7 ноября 1941 года. Москва. Красная площадь

Nov 07, 2016 11:09

Сегодня исполнилось 75 лет самому великому параду нашей истории.
Без парада 7 ноября 1941 года не было бы парада Победы 1945. Этого не забыть и не загородить, сколько бы цветного металла не пустили на памятники князьям с крестами, даже самым достойным.

image Click to view



Эшелоны, которыми танковая бригада Климовича была переброшена из Горького в Москву, в ночь с 6 на 7 ноября разгружались на Курской-товарной. Не получив маршрута дальнейшего следования, Климович недоумевал, что будет дальше: оставят их в Москве или бросят на фронт своим ходом?
Во втором часу ночи к месту выгрузки приехал генерал из Московской комендатуры.
Отозвав Климовича в сторону, генерал сказал, что бригаде дается маршрут следования на Подольск, но перед этим, проходя через Москву, она, возможно, примет участие в параде на Красной площади.
Обстановка под Москвой все еще оставалась грозной, и Климовичу до сих пор не приходила в голову даже мысль о возможности парада. Однако он сказал "есть", ровно ничем не выразив своего волнения, и, задержав руку у шлема, попросил разрешения обратиться с вопросом.
- Пока парад только готовится, - сказал генерал, считая, что предупреждает этим вопросом командира бригады. - В шесть ровно выйдете головой колонны к Центральному телеграфу и там будете ждать приказа на прохождение. Окончательное решение зависит от погоды, летная будет или нелетная, - добавил генерал и ткнул перчаткой в ясное, морозное небо.
Он говорил все это, понизив голос, хотя вполне мог бы кричать: последние танки съезжали с платформы, треща досками настилов.
Но Климович был намерен задать совсем другой вопрос. Он и задал его, продолжая держать руку у шлема:
- Нельзя ли заранее побывать на Красной площади, посмотреть на месте градус подъема и градус уклона при спуске к Москве-реке? Никогда через Красную площадь не ходил. - Климович имел в виду не себя, а свои танки.
Генерал разрешил и уехал, оставив у Климовича капитана комендатуры.
Климович и капитан сели на ледяные подушки только что сгруженной с платформы "эмочки", проехали по Садовому кольцу и свернули на улицу Горького. Москва была пустым-пуста. Витрины магазинов были забиты досками и фанерой и загорожены мешками с песком. Войска, которым предстояло участвовать в параде, еще не двинулись к центру, пешеходов не было; лишь иногда гулко проносились одиночные машины с пропусками комендатуры.
Климовича и капитана несколько раз задерживали, но пропускали и наконец остановили совсем: через улицу Горького тянулось оцепление, дальше пришлось идти пешком.
Почти все пространство Красной площади было покрыто ровным, нетронутым слоем снега. На серых полосах трибун лежали большие снежные шапки.
Климович прошел через площадь и спустился вниз, мимо Спасской башни, до самой Москвы-реки. Под снегом не было наледи, и танки могли без осложнений на любой скорости пройти через площадь, особенно если дать чуть побольше интервалы.

**Письменное задание A**
Найдите в записях все строки, где встречается слово «leafless», и перепишите каждую из них полностью. Регистр букв имеет значение.
Текст о параде никак не связан с записями.

**Записи для определения положения**
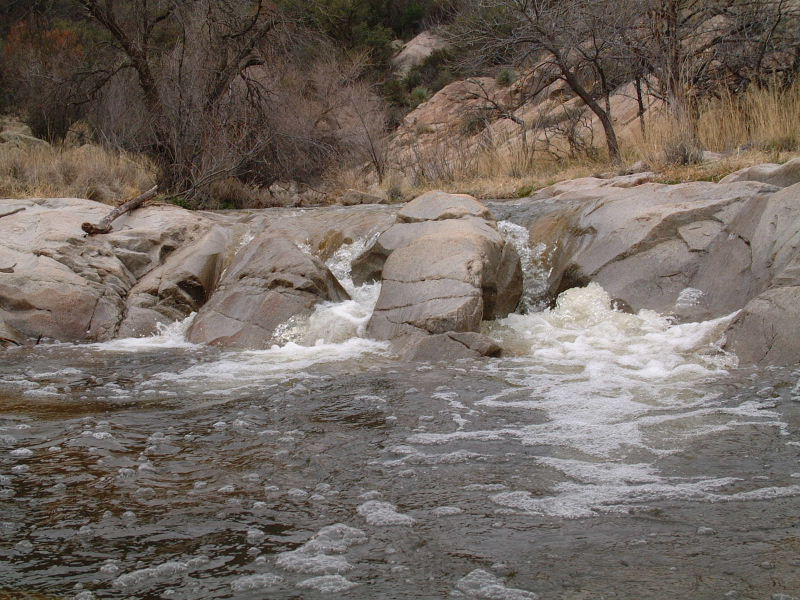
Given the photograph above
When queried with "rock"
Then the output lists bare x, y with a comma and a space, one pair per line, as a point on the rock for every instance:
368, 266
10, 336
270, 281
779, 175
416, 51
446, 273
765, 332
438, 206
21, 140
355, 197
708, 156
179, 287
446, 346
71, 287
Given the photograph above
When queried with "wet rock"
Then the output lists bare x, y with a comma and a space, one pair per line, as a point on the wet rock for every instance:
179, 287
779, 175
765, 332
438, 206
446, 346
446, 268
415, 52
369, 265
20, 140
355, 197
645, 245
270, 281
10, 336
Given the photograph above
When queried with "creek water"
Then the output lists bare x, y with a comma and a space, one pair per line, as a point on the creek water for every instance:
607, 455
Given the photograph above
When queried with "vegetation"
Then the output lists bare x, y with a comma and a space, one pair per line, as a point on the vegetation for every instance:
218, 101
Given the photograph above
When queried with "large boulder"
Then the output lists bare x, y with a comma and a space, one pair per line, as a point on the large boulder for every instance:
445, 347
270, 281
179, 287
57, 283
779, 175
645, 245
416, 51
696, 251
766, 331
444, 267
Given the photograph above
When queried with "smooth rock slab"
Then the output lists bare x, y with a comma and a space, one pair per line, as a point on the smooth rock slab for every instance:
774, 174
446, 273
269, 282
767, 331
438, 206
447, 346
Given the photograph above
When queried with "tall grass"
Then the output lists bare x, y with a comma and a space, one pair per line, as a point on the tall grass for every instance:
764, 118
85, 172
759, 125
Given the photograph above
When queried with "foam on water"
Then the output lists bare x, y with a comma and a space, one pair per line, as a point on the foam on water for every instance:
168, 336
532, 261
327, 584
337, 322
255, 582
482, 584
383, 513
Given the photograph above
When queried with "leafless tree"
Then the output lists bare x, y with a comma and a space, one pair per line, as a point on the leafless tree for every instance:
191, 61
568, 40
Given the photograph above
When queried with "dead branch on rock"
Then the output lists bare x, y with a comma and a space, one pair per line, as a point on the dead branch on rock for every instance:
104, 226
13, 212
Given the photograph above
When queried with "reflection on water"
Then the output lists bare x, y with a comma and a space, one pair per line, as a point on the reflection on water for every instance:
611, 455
* * *
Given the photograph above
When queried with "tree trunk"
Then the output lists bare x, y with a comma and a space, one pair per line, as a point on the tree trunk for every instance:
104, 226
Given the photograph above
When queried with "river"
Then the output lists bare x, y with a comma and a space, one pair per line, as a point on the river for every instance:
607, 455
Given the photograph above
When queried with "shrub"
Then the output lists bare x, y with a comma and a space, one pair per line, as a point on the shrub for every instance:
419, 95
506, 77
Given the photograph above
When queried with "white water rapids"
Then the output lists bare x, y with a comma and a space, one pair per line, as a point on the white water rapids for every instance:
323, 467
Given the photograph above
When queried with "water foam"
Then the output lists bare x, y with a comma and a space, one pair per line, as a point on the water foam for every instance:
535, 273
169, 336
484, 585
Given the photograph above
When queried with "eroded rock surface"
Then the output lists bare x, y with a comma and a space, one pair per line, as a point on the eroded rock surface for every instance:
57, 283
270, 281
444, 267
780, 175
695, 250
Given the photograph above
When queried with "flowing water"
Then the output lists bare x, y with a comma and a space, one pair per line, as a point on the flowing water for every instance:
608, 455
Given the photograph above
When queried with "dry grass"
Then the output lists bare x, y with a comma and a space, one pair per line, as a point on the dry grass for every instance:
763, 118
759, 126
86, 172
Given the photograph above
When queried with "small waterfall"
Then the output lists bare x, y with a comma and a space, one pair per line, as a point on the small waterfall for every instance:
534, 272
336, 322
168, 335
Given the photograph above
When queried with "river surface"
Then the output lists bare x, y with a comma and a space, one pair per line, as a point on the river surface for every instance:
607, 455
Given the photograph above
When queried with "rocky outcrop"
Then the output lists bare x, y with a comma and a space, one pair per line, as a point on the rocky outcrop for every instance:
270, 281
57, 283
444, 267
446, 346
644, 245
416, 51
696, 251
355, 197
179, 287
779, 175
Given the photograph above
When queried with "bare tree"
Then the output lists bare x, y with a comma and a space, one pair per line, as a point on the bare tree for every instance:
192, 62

**Письменное задание B**
Повторите без изменений отрывок из текста о параде между словами «image Click to» и «на Красной площади.», включая сами эти слова.

**Результат A**
When queried with "leafless tree"
Then the output lists bare x, y with a comma and a space, one pair per line, as a point on the leafless tree for every instance:

**Результат B**
image Click to view



Эшелоны, которыми танковая бригада Климовича была переброшена из Горького в Москву, в ночь с 6 на 7 ноября разгружались на Курской-товарной. Не получив маршрута дальнейшего следования, Климович недоумевал, что будет дальше: оставят их в Москве или бросят на фронт своим ходом?
Во втором часу ночи к месту выгрузки приехал генерал из Московской комендатуры.
Отозвав Климовича в сторону, генерал сказал, что бригаде дается маршрут следования на Подольск, но перед этим, проходя через Москву, она, возможно, примет участие в параде на Красной площади.